What you need to do: Reproduce this listing in full.

[Items from a data source]

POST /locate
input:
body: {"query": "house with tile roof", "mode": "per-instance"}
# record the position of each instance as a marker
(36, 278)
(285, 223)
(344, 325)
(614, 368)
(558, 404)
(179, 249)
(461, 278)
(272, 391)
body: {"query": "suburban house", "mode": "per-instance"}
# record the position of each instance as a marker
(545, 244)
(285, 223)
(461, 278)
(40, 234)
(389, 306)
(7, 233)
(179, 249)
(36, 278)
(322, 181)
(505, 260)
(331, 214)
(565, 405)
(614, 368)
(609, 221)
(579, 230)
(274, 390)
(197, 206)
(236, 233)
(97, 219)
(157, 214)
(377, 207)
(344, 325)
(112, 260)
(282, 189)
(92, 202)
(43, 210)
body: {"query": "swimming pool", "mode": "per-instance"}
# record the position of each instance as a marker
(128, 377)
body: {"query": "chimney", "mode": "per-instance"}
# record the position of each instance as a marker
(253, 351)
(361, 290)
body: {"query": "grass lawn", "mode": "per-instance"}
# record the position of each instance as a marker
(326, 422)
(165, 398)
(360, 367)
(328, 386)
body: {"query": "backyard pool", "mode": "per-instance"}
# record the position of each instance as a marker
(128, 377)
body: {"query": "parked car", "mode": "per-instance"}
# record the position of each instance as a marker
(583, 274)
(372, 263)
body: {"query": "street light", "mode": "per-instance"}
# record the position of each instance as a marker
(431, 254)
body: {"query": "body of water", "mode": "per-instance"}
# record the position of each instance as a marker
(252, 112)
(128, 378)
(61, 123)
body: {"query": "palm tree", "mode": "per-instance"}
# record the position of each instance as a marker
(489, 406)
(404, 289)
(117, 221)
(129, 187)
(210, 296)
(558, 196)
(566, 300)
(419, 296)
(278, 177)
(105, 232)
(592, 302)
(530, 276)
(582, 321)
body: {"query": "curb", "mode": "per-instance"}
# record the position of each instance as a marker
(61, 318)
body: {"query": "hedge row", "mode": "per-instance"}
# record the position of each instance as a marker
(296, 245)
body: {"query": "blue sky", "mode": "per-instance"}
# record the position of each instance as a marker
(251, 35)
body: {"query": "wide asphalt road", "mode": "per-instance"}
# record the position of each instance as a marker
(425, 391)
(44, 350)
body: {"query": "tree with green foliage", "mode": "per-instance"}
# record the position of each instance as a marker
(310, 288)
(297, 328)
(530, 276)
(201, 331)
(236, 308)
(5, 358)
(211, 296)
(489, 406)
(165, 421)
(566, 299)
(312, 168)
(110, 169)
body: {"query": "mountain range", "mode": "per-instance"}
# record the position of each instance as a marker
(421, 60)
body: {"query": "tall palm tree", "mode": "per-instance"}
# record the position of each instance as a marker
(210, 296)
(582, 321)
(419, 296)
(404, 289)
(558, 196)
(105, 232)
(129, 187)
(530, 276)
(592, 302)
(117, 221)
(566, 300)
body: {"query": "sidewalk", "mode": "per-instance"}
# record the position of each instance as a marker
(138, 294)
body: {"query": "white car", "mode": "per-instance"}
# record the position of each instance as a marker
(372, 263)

Response to the exercise:
POST /locate
input:
body: {"query": "house with tile roof", "mode": "per-instance"}
# record the position of each instance as a marker
(36, 278)
(285, 223)
(344, 325)
(614, 368)
(558, 404)
(179, 249)
(461, 278)
(272, 391)
body: {"query": "suburban house", "mode": "per-instance"}
# record the position of each instance as a marker
(545, 244)
(285, 223)
(461, 278)
(40, 234)
(389, 306)
(7, 233)
(179, 249)
(36, 278)
(322, 181)
(505, 260)
(331, 214)
(565, 405)
(614, 368)
(609, 221)
(579, 230)
(274, 390)
(197, 206)
(236, 233)
(97, 219)
(157, 214)
(377, 207)
(344, 325)
(112, 260)
(282, 189)
(92, 202)
(43, 210)
body: {"query": "swimming pool", "mode": "per-instance"}
# record the position of each instance as a marker
(128, 377)
body: {"query": "chimney", "mode": "per-instance"}
# record the position of each instance as a marker
(253, 351)
(361, 290)
body: {"query": "grass lawn", "mode": "per-instance"}
# record the position of each instance as a marker
(326, 422)
(165, 398)
(360, 367)
(328, 386)
body: {"query": "backyard pool", "mode": "per-instance"}
# record the position of each instance as a marker
(128, 377)
body: {"query": "parked car", "mode": "per-instance"}
# record the position of each instance as a marker
(583, 274)
(372, 263)
body: {"query": "street light", "mode": "per-instance"}
# record the position of each instance as a marker
(431, 254)
body: {"query": "body of water", "mode": "per-instance"}
# record the position of each instance as a marker
(252, 112)
(128, 378)
(61, 123)
body: {"query": "palm tree", "mode": "per-instance"}
# record the position of each instance as a marker
(489, 406)
(404, 289)
(117, 221)
(129, 187)
(210, 296)
(558, 196)
(566, 300)
(419, 296)
(278, 177)
(105, 232)
(592, 302)
(530, 276)
(582, 321)
body: {"query": "curb", "mode": "per-instance"}
# record the position of each instance as a marker
(61, 318)
body: {"query": "hedge row", "mode": "per-instance"}
# record the position of each instance as a marker
(296, 245)
body: {"query": "blue sky", "mode": "per-instance"}
# record the position of each instance as a marker
(251, 35)
body: {"query": "wide asphalt road", "mode": "per-instance"}
# record the position of each instance as a marker
(425, 391)
(44, 350)
body: {"query": "tree with green foliage", "mode": "per-instance"}
# record the position of each instance as a marker
(310, 288)
(297, 328)
(530, 276)
(201, 331)
(236, 308)
(5, 358)
(211, 296)
(489, 406)
(165, 421)
(566, 299)
(312, 168)
(110, 169)
body: {"query": "mountain range", "mode": "per-instance"}
# record the position of each instance as a marker
(421, 60)
body: {"query": "tall palm tree", "mode": "per-instance"}
# record the position of each instance as a marker
(210, 296)
(582, 321)
(419, 296)
(404, 289)
(558, 196)
(105, 232)
(129, 187)
(530, 276)
(592, 302)
(117, 221)
(566, 300)
body: {"query": "sidewalk", "mode": "per-instance"}
# record the position of each instance as a marker
(138, 294)
body: {"query": "white car", "mode": "per-instance"}
# record the position of each instance as a marker
(372, 263)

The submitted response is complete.